[start of RECORDS FOR THE EXERCISE]

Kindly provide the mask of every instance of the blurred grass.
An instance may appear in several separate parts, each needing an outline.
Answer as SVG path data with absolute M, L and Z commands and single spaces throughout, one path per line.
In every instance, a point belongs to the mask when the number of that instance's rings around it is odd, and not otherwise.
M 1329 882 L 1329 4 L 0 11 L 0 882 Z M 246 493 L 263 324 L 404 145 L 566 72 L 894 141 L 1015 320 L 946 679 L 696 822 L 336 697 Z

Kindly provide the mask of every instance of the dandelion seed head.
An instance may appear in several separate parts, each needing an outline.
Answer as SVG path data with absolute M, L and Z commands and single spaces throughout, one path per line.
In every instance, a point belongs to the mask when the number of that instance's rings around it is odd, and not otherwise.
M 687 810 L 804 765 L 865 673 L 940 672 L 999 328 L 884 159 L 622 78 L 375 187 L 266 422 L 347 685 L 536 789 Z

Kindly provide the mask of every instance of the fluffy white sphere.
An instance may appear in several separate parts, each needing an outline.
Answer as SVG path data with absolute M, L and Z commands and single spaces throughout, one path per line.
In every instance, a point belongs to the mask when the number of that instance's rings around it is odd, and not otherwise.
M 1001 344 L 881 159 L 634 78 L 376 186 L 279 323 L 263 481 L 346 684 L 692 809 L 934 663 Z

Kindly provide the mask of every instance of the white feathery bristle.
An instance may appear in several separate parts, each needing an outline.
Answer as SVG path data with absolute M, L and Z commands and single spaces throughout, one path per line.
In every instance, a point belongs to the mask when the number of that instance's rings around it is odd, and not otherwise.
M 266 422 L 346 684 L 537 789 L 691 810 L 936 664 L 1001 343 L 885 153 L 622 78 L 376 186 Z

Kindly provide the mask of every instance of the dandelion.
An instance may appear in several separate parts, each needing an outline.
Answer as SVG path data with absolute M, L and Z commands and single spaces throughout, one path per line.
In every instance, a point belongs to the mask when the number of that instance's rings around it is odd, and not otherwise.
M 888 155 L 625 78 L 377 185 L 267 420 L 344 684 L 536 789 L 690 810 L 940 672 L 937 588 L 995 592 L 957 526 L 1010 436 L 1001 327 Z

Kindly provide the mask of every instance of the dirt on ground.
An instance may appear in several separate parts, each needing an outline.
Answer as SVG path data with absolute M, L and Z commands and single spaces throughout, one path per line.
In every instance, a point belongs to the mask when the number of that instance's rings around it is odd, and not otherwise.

[end of RECORDS FOR THE EXERCISE]

AIM OF THE EXERCISE:
Rewrite the material from the line containing "Kindly provide the mask of every instance of the dirt" through the end of the material, substituting "bare soil patch" for "dirt on ground" and leaving everything else as it is.

RESULT:
Kindly provide the mask of every instance of the bare soil patch.
An instance may appear in several separate parts, each needing an outline.
Answer as SVG path data with absolute M, L and Z commands and single spaces throughout, one path per line.
In every instance, a point belongs to the mask when the number of that instance's rings around it is odd, and not otherwise.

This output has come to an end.